_WHAT YOU WILL DO_: Rewrite the rows from the very first line through the line containing "[9,104,124,250]", both ends included. Multiply every bounding-box coordinate by 2 and round to whole numbers with halves going up, while copying every other line in that stretch unchanged.

_RECORDS FOR THIS EXERCISE_:
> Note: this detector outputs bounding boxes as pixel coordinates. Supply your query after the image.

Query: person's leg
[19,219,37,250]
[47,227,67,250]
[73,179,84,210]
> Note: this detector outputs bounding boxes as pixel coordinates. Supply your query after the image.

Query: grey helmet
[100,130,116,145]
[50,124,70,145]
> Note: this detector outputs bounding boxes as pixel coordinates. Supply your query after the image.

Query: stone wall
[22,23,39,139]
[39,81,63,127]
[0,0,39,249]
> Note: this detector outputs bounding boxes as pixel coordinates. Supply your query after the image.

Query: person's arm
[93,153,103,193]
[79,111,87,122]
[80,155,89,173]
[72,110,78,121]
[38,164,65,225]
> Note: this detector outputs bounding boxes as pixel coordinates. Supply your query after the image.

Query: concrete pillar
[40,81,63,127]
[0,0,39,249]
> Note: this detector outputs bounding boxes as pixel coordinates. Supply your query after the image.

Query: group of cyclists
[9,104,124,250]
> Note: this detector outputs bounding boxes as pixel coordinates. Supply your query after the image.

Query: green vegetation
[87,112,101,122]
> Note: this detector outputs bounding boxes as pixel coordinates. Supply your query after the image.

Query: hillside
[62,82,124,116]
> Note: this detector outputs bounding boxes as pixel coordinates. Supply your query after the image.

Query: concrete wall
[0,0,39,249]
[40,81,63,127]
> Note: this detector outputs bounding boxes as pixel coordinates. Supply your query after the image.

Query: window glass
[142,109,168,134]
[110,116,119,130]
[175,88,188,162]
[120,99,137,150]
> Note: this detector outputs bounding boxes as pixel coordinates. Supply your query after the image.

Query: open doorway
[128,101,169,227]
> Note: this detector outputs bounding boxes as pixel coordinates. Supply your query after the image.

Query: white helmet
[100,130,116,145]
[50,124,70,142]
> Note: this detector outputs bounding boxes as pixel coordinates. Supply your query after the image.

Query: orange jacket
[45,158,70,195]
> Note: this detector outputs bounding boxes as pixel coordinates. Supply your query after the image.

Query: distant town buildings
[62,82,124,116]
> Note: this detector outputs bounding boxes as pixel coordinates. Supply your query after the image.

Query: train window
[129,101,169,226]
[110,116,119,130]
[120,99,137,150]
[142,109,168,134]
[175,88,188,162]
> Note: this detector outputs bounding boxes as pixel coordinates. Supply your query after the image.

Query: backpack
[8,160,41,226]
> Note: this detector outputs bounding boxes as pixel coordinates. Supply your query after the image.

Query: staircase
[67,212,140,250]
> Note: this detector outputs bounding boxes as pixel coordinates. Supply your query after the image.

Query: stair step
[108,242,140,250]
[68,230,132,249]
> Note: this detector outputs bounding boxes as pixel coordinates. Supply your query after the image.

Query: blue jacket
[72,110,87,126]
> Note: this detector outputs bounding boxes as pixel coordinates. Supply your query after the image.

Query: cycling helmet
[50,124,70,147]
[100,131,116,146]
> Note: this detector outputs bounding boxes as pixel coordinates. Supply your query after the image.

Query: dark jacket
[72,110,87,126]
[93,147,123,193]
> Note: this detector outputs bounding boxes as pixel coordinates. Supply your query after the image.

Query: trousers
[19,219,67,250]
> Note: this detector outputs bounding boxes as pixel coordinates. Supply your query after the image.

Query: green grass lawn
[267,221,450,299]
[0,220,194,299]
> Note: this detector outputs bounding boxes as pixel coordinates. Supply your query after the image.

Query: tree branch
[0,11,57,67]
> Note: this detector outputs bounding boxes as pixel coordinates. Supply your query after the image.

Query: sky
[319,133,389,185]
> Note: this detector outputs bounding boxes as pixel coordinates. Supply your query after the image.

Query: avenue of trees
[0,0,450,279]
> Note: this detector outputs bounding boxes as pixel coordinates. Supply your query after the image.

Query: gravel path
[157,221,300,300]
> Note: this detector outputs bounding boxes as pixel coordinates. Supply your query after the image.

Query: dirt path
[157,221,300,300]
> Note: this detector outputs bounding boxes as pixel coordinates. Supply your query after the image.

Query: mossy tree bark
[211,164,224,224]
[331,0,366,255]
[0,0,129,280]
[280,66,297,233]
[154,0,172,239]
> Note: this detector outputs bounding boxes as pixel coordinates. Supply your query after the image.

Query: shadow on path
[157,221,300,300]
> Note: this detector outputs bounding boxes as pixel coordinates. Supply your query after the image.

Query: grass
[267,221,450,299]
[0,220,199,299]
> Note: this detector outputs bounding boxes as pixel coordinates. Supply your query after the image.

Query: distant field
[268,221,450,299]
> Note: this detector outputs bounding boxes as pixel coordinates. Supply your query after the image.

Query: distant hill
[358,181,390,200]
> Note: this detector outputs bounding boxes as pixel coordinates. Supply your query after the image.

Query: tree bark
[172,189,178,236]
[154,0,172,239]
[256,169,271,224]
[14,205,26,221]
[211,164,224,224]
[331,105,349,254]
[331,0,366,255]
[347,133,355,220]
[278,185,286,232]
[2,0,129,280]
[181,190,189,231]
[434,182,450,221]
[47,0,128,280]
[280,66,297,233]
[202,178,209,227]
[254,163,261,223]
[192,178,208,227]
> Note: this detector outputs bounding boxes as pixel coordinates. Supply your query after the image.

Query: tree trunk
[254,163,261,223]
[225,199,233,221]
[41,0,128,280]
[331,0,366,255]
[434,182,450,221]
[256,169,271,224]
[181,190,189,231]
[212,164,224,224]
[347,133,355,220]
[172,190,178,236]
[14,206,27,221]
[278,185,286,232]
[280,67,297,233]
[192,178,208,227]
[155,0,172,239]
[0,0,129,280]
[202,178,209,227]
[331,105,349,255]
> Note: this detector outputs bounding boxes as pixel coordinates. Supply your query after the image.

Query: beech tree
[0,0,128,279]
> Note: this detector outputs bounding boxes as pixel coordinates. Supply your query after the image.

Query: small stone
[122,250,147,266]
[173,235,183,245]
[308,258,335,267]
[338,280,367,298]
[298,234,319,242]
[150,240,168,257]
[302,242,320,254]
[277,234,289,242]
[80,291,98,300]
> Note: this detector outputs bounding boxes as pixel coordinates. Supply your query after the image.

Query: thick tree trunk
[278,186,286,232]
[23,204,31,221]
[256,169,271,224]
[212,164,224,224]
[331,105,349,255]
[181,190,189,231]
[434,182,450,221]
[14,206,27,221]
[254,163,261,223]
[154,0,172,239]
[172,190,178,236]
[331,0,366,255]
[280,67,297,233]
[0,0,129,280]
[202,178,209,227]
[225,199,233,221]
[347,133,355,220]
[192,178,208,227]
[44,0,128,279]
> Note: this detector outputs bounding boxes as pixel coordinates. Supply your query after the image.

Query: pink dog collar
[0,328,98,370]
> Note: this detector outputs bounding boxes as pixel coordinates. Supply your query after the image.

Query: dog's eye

_ANSWER FOR THIS EXERCISE_:
> Note: this detector outputs bounding boxes as pixel coordinates. Supply your query after the image.

Query: person's leg
[38,438,74,500]
[94,454,134,500]
[146,358,168,420]
> Note: this detector outputs bounding boxes as pixel coordinates. Supply your query after the image.

Query: grey helmet
[200,260,232,290]
[100,248,140,290]
> Note: this detector outputs bounding boxes as pixel coordinates. Supply your query after the image.

Query: stone wall
[44,46,78,278]
[78,162,126,254]
[0,0,78,498]
> Note: this detector outputs bounding boxes as pixel coordinates. Supply your query after the image.

Query: person's arm
[186,306,206,386]
[158,222,174,244]
[160,310,178,346]
[144,220,156,242]
[76,328,130,450]
> Note: this detector outputs bounding boxes as pixel coordinates. Supply your query after the image.

Query: concrete pillar
[80,162,126,254]
[0,0,78,498]
> Note: this detector outputs bounding boxes as pixel coordinates. Supply your query after the image.

Query: group of cyclists
[18,208,248,500]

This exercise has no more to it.